Begin Excerpted passage

Transforms a unit cube to a prior cube.

Employ mixins to override this method.

sample_parameters(solution: int) → Generator[Tuple[ndarray[tuple[int, ...], dtype[float64]], float], None, None]

Read traces and weights and return a random sigma_fraction sample

Parameters:

solution – a solution output from sampler

Yields:

• traces (array) – Traces of a particular sample

• weight (float) – Weight of sample

set_boundary(parameter: str, new_boundaries: List[float]) → None

Sets the boundary of the parameter.

set_factor_boundary(parameter: str, factors: List[float]) → None

Sets the boundary of the parameter based on a factor of value.

set_mode(parameter: str, new_mode: Literal['linear', 'log']) → None

Sets the fitting mode of a parameter.

set_model(model: ForwardModel) → None

Sets the model to be optimized/fit

Parameters:

model – The forward model we wish to optimize

set_observed(observed: BaseSpectrum) → None

Sets the observation to optimize the model to.

Parameters:

observed – Observed spectrum we will optimize to

set_prior(parameter: str, prior: Prior) → None

Sets the prior of a parameter.

update_model(fit_params: List[float]) → None

Updates the model with new parameters

Parameters:

fit_params (list) – A list of new values to apply to the model. The list of values are assumed to be in the same order as the parameters given by fit_names()

End Excerpted passage

== What to work on ==
1. List every method in the API reference whose name begins with "set_".
2. Rewrite the API reference starting with "Sets the boundary of the parameter based" and going on through "mode of a parameter.", replacing "fitting mode" with "scaling mode".

Begin Data extract

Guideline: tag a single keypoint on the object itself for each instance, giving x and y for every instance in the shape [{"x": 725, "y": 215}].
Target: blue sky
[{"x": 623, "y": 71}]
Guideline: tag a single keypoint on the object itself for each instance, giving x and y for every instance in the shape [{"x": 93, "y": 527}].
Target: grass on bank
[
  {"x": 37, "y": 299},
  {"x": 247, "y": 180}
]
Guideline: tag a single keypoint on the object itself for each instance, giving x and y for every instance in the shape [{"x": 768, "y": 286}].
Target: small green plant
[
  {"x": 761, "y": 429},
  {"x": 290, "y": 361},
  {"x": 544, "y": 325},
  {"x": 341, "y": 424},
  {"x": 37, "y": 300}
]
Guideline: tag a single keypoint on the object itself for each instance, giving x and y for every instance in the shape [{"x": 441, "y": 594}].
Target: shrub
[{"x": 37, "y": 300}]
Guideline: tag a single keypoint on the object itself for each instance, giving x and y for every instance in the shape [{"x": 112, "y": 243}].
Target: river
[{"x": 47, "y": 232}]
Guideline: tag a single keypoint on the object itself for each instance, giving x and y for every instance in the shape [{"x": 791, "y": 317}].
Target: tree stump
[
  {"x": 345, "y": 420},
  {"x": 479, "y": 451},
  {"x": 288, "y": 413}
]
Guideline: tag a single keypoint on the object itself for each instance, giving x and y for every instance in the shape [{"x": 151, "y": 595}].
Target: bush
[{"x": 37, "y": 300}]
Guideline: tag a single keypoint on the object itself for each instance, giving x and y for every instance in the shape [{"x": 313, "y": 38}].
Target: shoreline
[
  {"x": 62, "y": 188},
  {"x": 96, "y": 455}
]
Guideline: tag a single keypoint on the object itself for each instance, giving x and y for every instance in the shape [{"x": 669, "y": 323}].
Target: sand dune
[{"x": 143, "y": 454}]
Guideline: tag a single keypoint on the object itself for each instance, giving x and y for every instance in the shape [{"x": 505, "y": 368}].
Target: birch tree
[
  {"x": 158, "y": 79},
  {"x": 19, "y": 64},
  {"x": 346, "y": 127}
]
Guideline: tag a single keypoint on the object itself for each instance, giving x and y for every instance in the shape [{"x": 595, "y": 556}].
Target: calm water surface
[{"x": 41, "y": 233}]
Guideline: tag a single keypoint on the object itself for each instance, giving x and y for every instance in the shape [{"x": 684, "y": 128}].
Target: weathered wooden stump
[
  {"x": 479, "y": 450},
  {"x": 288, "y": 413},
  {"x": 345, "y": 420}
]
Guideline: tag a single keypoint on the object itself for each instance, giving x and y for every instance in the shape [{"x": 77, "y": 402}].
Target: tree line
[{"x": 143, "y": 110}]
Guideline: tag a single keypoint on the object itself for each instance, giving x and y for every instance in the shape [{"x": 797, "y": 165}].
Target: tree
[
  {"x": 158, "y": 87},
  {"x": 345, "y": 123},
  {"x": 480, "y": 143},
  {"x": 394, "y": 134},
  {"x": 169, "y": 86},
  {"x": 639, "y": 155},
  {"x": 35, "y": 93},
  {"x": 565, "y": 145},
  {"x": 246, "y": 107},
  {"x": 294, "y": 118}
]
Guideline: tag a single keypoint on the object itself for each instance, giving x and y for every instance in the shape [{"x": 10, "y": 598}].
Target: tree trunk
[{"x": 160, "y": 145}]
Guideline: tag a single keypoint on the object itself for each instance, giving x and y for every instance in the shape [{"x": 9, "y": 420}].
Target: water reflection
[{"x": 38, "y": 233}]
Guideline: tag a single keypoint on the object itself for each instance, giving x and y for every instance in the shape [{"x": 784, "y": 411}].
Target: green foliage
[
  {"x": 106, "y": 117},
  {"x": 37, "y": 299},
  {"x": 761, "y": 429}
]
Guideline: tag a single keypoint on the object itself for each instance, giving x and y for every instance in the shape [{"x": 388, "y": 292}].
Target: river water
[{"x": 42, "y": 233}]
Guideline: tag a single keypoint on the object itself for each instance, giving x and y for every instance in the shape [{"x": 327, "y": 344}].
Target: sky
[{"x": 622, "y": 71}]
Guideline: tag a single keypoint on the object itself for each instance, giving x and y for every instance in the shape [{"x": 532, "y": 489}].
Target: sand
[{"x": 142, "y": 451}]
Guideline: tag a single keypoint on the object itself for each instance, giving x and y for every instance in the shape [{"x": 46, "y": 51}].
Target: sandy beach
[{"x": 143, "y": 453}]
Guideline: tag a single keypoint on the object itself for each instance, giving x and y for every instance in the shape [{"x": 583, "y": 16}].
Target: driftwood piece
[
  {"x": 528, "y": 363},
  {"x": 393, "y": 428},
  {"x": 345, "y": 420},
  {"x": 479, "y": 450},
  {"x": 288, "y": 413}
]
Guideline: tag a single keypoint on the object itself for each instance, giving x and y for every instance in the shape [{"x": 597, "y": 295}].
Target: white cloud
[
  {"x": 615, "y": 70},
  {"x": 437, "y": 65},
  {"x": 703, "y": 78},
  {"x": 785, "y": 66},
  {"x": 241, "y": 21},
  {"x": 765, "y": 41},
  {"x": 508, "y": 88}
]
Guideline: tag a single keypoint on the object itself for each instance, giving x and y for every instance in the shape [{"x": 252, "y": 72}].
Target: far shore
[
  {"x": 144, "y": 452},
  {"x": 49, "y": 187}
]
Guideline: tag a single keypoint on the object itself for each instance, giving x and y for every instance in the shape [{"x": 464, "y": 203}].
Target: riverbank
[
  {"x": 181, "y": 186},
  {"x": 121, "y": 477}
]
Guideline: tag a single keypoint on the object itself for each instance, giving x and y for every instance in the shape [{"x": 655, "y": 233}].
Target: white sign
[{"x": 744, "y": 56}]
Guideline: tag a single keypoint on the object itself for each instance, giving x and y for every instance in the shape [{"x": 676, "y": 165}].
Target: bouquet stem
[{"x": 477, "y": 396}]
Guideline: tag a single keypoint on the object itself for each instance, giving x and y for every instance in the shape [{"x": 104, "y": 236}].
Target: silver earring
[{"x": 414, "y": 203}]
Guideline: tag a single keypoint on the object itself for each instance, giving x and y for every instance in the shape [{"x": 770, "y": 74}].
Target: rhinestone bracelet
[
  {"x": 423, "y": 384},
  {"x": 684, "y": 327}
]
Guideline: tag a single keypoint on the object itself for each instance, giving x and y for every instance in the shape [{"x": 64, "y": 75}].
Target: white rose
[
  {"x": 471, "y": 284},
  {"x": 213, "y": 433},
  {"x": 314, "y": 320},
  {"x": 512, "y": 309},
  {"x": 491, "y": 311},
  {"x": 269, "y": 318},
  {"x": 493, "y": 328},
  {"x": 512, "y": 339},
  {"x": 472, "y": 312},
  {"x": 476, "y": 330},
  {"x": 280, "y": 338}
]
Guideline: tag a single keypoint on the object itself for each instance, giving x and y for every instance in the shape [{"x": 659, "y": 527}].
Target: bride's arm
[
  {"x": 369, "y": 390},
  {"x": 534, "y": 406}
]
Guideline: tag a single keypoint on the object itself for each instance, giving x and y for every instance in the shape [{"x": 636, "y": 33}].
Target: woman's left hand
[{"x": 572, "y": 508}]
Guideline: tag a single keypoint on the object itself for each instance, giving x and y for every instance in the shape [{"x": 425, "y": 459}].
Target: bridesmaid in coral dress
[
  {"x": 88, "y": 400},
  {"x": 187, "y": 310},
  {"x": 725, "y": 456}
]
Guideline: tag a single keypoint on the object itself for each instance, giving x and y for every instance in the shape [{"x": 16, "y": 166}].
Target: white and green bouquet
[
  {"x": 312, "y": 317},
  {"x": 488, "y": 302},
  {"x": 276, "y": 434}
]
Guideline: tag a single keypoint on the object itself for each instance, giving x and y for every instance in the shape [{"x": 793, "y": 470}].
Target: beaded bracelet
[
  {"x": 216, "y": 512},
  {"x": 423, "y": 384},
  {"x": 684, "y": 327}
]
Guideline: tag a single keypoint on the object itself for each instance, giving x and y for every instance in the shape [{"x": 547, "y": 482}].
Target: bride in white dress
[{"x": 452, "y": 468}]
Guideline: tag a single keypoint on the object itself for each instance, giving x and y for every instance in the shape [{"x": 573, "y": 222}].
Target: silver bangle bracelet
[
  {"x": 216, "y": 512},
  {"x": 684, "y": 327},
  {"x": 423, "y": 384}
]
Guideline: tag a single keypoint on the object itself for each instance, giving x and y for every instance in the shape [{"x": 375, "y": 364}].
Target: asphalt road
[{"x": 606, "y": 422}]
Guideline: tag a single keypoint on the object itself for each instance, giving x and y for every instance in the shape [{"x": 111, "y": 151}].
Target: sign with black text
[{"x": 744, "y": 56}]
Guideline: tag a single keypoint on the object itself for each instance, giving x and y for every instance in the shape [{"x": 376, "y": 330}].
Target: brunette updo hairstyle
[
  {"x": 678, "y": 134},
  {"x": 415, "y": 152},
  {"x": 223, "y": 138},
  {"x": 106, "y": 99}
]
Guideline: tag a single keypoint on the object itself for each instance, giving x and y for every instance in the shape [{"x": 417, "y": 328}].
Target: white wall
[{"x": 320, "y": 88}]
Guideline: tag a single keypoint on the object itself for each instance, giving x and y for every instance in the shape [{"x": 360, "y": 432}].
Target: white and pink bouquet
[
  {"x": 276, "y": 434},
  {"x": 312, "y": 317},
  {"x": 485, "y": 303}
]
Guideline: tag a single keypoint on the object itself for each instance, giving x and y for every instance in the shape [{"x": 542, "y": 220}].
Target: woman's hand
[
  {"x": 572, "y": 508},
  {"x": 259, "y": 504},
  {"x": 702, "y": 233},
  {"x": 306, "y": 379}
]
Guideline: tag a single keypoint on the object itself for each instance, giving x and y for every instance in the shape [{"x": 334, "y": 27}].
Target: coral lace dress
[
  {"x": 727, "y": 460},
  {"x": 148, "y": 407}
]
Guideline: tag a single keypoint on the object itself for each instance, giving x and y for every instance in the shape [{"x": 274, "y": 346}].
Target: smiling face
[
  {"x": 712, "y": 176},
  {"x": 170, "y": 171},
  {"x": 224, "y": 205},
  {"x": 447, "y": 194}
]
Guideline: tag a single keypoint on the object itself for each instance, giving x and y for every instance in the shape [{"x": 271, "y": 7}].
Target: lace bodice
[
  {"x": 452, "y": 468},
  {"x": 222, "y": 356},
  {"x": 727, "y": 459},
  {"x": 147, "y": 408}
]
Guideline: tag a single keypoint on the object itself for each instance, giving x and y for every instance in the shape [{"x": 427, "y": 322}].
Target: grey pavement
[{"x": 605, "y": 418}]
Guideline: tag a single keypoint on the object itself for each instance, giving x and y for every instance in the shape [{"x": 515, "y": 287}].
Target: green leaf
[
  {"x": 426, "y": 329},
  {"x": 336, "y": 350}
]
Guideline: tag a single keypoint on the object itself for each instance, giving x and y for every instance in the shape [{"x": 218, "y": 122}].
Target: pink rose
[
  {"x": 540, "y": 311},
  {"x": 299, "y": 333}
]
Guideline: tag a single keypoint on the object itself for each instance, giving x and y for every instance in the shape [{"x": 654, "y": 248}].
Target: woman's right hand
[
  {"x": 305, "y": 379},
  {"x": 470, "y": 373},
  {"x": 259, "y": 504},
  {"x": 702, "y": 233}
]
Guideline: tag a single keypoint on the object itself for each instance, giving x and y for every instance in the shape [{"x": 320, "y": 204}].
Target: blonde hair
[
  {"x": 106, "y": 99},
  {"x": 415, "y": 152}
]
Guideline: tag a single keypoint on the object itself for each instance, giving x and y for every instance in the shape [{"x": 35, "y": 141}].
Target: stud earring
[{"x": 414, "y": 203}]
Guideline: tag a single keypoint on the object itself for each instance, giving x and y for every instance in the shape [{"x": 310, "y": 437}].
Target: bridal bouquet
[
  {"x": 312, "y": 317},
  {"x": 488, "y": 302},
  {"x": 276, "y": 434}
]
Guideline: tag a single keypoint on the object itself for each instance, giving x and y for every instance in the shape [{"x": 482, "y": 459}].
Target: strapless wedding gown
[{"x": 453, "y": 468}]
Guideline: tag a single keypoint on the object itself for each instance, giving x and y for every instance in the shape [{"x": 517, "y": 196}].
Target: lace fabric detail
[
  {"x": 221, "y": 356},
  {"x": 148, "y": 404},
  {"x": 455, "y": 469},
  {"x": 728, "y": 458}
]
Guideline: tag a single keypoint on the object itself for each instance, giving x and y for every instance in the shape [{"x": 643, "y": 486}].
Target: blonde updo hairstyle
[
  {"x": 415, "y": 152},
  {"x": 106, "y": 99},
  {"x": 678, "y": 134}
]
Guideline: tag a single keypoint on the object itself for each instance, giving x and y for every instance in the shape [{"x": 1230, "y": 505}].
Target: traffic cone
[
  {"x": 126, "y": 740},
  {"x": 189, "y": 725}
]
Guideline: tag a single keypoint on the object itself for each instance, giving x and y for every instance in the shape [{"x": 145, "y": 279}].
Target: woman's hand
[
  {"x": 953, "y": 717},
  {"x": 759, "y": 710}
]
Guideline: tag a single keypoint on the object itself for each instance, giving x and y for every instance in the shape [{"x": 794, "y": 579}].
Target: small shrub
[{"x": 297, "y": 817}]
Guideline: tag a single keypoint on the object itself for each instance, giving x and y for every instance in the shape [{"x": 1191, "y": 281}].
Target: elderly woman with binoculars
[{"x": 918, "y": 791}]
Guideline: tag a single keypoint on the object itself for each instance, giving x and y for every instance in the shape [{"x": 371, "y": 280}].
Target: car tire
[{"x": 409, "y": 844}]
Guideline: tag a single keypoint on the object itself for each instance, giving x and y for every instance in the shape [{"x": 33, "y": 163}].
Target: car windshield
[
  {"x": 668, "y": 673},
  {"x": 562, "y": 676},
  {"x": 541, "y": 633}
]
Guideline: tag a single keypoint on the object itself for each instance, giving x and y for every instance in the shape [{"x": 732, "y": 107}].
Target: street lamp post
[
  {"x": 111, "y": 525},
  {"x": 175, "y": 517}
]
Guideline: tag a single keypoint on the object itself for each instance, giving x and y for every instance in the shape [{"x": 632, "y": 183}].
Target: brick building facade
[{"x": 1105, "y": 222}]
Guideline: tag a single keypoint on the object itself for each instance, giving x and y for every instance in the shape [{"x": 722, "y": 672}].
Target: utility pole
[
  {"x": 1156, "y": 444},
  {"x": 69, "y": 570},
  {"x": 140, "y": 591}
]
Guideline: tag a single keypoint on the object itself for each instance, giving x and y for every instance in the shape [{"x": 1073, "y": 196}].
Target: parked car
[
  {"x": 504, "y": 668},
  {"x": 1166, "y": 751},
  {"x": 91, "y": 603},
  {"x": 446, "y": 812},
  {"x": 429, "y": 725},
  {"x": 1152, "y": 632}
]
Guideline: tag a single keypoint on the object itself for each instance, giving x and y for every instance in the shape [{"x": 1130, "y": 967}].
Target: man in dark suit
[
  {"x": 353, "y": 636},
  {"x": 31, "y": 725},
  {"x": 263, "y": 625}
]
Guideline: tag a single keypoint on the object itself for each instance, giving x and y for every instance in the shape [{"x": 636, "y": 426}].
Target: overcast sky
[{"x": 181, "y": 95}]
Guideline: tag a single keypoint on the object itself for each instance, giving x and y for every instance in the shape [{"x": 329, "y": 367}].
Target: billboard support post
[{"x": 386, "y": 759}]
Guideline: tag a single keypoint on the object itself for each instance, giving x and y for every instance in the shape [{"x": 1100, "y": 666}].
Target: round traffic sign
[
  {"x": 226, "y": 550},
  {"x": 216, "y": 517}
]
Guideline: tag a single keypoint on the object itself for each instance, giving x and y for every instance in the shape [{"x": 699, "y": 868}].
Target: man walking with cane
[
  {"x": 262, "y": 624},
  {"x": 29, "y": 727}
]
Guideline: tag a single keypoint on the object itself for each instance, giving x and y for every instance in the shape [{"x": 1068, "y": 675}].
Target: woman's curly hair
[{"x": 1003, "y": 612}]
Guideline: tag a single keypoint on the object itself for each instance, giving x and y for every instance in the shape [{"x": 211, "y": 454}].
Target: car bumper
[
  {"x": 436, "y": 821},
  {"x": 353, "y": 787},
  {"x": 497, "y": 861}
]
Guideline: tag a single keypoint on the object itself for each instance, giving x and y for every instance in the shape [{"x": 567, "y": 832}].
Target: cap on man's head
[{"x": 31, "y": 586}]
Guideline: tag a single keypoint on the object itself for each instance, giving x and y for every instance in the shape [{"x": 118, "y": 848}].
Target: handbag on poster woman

End Data extract

== Expected responses ==
1. set_boundary, set_factor_boundary, set_mode, set_model, set_observed, set_prior

2.
Sets the boundary of the parameter based on a factor of value.

set_mode(parameter: str, new_mode: Literal['linear', 'log']) → None

Sets the scaling mode of a parameter.